Edgar Ocampo Tellez: El propósito de este trabajo es el de realizar un acercamiento a las condiciones que serán necesarias construir durante las próximas décadas para que México logre alcanzar un modelo energético sostenible hacia el horizonte 2050. - The objective of this paper is to examine all energy sources for Mexico to have sustainable energy supplies by 2050. This primarily includes wind, solar, fossil fuels. There are no plans to replace their nuclear plants, in part because there are no companies in the USA or Europe to build them. So far, Mexico has not turned to Russia, China or South Korea to provide new nuclear plants.
Alexander Hellemans, IEEE Spectrum: As soon as the new Dutch government took office in October, it announced an aggressive target—to reduce carbon emissions by 49 percent by 2030. This will ultimately require the Netherlands to sequester 20 million metric tons of carbon dioxide per year—equivalent to the annual emissions produced by 4.5 coal-fired power plants. Sequestering that much CO2 underground will be difficult, whether it’s captured directly from the flues of power stations and steel mills or extracted from the air. Currently, the Netherlands sequesters less than 10,000 metric tons of CO2 annually.

══════════

(AIM A):
Decide whether each statement agrees with the energy passage, answering yes or no and quoting the exact words from it that settle the matter.
(i) The new Dutch government set a goal of cutting carbon emissions by 49 percent by 2030.
(ii) Mexico has plans to replace its nuclear plants.
(iii) The Netherlands now sequesters more than 20 million metric tons of CO2 each year.
(AIM B):
Answer these questions from the energy passage.
(i) By what year does the paper on Mexico aim for sustainable energy supplies?
(ii) In which month did the new Dutch government take office?
(iii) The annual emissions of how many coal-fired power plants equal the 20 million metric tons the Netherlands would need to sequester?
(AIM C):
Extend the energy passage on Mexico and the Netherlands, starting right after its final sentence.
The items that follow come from a separate source.

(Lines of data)

══════════

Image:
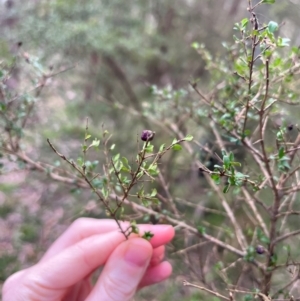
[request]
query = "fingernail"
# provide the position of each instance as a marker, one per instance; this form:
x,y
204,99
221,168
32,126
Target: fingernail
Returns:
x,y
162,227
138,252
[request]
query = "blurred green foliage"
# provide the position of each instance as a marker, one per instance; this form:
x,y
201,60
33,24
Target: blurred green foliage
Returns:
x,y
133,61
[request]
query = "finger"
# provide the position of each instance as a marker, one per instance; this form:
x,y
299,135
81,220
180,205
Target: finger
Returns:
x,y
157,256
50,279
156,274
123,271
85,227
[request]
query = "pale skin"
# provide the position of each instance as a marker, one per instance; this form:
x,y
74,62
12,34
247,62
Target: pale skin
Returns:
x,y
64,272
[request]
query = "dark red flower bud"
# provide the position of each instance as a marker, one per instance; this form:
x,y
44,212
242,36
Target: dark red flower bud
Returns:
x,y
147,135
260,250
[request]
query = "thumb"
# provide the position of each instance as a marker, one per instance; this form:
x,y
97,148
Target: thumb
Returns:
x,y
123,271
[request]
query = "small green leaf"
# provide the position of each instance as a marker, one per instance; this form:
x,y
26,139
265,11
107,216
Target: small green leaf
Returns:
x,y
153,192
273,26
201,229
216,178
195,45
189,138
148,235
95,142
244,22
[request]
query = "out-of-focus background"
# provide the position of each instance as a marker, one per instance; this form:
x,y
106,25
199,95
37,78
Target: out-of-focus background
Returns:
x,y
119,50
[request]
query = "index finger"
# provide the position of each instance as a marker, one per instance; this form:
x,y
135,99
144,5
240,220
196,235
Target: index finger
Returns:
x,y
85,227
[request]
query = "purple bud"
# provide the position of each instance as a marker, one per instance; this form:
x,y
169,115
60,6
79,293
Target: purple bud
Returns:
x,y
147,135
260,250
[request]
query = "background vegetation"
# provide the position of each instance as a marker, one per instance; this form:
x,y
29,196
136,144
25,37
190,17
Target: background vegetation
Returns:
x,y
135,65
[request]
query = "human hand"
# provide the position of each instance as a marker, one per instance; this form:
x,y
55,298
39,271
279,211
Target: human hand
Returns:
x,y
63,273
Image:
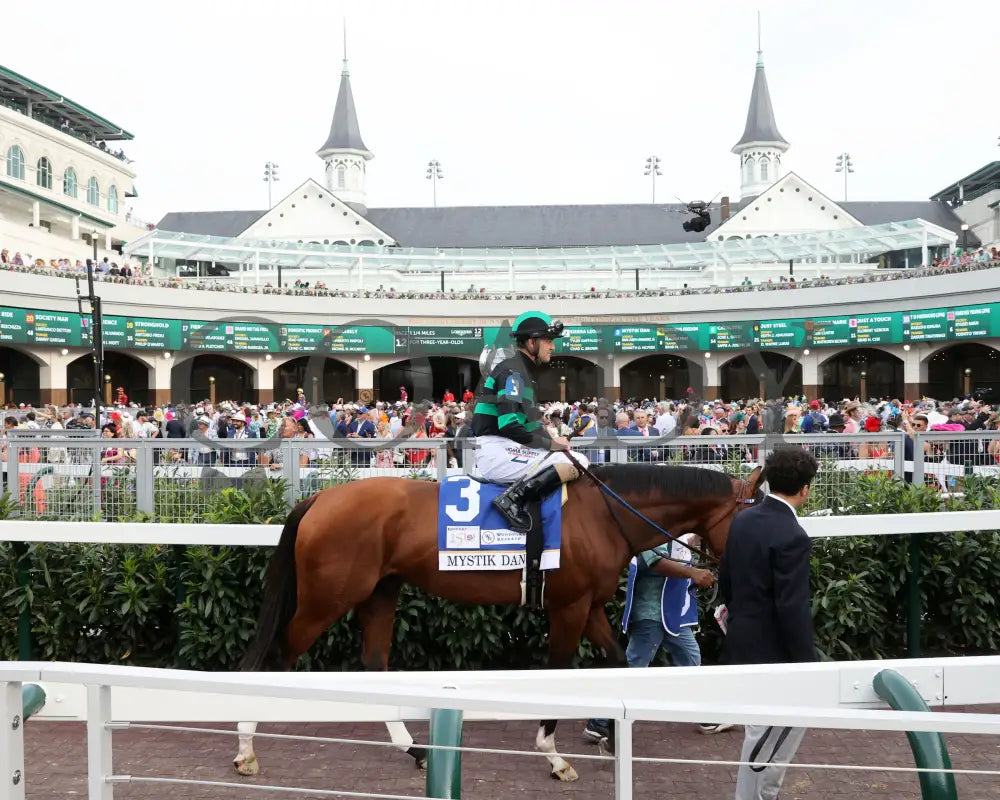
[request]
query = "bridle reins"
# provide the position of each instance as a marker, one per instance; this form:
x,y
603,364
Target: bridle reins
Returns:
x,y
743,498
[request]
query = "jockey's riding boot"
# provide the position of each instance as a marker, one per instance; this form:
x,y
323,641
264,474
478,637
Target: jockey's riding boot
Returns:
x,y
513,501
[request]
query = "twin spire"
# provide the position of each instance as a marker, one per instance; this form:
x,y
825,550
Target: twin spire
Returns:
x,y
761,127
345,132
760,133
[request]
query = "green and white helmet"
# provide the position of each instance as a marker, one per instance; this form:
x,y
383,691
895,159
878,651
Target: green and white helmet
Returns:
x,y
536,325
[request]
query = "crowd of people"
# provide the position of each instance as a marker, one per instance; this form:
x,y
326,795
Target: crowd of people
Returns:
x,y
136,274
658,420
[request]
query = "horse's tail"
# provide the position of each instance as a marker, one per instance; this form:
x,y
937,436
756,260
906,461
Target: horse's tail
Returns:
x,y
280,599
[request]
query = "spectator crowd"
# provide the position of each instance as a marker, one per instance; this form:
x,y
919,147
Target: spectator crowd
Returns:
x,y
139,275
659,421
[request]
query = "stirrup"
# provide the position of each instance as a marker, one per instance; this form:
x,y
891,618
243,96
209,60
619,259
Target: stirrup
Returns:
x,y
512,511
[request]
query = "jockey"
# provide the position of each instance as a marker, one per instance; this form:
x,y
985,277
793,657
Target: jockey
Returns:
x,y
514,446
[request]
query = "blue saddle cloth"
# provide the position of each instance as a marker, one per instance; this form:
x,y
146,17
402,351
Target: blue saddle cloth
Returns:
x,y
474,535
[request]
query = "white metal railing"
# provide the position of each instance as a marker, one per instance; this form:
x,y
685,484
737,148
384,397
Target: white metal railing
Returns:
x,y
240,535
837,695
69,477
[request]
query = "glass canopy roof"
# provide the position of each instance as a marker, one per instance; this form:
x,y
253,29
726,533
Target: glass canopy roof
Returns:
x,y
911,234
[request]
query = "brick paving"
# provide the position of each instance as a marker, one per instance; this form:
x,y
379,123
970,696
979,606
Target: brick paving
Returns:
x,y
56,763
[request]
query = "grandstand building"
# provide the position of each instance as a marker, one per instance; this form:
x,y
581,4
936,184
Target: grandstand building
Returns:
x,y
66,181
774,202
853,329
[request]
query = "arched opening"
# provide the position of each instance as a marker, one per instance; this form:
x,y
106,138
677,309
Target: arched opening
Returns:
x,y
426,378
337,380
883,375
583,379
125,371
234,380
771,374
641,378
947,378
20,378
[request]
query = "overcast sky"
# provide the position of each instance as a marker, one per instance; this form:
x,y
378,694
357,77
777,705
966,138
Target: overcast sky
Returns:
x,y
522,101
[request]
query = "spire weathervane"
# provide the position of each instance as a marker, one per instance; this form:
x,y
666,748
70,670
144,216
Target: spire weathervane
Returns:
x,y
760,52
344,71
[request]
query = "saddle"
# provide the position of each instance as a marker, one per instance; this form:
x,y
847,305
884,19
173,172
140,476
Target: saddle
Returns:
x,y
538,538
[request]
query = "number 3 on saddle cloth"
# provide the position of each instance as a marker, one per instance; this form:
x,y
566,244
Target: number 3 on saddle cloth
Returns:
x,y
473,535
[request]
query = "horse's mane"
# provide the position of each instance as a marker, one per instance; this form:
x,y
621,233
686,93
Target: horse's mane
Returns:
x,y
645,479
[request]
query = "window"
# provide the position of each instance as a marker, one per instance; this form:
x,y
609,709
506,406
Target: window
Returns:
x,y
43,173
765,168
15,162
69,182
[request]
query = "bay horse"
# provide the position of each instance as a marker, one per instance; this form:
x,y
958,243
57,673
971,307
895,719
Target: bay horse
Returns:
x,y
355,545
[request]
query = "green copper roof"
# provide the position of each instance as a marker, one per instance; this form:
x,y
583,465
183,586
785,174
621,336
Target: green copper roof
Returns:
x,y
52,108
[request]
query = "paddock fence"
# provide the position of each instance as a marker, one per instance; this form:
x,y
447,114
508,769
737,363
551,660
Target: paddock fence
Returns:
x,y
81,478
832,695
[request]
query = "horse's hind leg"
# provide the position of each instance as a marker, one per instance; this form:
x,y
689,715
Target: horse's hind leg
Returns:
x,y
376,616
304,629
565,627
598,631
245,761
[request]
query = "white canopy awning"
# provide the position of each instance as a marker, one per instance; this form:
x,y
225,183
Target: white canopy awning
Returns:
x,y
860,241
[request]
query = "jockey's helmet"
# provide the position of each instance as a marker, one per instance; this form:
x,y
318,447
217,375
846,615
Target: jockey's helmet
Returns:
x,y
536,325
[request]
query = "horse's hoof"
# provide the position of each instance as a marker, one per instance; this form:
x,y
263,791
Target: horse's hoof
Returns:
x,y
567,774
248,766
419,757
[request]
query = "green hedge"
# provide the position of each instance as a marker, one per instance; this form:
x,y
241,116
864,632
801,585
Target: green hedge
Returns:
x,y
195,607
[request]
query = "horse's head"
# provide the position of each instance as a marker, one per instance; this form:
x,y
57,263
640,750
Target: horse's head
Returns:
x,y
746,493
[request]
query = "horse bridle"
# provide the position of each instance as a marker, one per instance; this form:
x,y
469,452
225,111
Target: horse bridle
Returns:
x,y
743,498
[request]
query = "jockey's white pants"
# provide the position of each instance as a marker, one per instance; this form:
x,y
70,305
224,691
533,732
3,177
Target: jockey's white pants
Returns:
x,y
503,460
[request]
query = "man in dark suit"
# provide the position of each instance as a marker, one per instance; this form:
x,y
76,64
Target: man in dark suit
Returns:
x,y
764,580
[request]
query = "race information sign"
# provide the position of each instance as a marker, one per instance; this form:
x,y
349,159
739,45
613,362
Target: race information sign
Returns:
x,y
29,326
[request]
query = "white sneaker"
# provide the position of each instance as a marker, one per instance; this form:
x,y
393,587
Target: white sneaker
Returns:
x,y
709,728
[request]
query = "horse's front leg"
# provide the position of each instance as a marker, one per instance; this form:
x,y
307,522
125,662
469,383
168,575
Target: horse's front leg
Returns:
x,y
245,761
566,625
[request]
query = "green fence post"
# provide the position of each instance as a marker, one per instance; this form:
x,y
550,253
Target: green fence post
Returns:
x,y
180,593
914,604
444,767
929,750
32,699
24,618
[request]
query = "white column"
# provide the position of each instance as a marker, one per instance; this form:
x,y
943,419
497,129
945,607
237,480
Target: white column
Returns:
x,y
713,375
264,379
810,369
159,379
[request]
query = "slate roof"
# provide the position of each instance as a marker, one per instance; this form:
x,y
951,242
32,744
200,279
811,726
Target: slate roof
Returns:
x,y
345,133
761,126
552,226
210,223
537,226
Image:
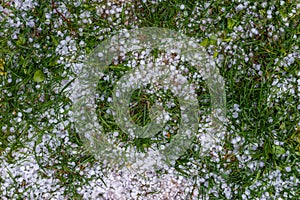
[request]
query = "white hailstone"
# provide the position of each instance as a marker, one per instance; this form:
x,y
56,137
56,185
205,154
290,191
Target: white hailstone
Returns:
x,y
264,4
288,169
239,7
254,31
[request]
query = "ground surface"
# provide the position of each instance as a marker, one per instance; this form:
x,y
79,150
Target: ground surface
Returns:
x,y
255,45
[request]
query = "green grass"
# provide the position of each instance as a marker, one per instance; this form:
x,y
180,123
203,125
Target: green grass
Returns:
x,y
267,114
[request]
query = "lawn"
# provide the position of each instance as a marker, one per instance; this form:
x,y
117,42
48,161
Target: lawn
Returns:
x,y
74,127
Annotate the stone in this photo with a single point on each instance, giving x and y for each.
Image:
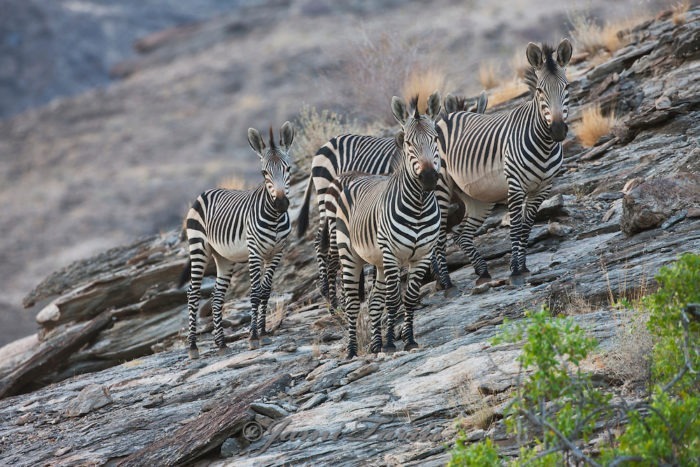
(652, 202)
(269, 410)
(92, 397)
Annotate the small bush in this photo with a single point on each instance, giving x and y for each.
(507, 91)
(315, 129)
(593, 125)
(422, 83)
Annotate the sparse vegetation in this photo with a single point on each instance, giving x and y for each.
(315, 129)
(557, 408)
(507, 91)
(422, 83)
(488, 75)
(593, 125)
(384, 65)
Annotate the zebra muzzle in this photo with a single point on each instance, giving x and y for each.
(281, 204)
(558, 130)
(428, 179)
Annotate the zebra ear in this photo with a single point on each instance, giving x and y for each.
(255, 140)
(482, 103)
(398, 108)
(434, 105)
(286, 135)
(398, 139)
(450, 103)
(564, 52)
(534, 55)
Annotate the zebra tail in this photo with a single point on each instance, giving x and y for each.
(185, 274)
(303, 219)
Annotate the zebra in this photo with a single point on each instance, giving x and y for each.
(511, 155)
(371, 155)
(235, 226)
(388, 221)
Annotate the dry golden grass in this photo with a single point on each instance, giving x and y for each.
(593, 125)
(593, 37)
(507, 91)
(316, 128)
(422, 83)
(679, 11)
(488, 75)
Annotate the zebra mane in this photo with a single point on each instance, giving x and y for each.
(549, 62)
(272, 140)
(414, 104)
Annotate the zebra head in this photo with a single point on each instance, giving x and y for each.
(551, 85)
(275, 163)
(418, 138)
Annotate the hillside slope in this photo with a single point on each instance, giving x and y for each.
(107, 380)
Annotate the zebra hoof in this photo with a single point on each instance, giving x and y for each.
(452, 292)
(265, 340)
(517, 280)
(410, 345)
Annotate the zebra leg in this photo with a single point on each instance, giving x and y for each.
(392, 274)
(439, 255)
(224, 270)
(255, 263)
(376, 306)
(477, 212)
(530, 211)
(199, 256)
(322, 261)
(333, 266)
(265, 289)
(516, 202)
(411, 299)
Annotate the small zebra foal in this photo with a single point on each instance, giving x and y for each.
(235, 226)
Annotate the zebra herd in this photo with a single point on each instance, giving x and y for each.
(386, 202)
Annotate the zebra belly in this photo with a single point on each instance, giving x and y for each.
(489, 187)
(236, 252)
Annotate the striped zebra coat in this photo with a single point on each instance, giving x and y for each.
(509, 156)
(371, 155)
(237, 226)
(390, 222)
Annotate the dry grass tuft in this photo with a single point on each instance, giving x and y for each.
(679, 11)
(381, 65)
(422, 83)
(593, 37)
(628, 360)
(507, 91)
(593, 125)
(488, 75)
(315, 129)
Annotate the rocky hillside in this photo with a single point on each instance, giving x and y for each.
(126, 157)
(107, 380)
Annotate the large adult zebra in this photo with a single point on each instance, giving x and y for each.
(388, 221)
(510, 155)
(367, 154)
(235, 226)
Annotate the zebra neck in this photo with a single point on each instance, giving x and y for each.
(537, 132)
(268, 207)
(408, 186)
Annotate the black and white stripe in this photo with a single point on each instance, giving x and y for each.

══════════

(RESULT A):
(i) Yes: "to reduce carbon emissions by 49 percent by 2030"
(ii) No: "There are no plans to replace their nuclear plants"
(iii) No: "Currently, the Netherlands sequesters less than 10,000 metric tons of CO2 annually."

(RESULT B):
(i) 2050
(ii) October
(iii) 4.5

(RESULT C):
Vaclav Smil, Czech-Canadian scientist and policy analyst. Professor Emeritus in the Faculty of Environment at the University of Manitoba in Canada: The human craving for novelty is insatiable, and in a small matter you can meet it in no time at all, particularly when Moore’s Law can help you. It took a single decade to come up with entirely new mobile phones. But you just can’t replicate that pace of adoption with techniques that form the structure of modern civilization—growing food, extracting energy, producing bulk materials, or providing transport on mass scales.
IEEE SPECTRUM, The Institute of Electrical and Electronics Engineers Inc.: IEEE Spectrum’s editors and writers investigate a dozen of the world’s most promising projects to cut greenhouse gases. We soaked up some of the best thinking on the use of tech to cut carbon emissions. But what did it all suggest collectively? Could these projects, and others like them, make a real difference? Let’s just say that they don’t call them “miracles” for nothing.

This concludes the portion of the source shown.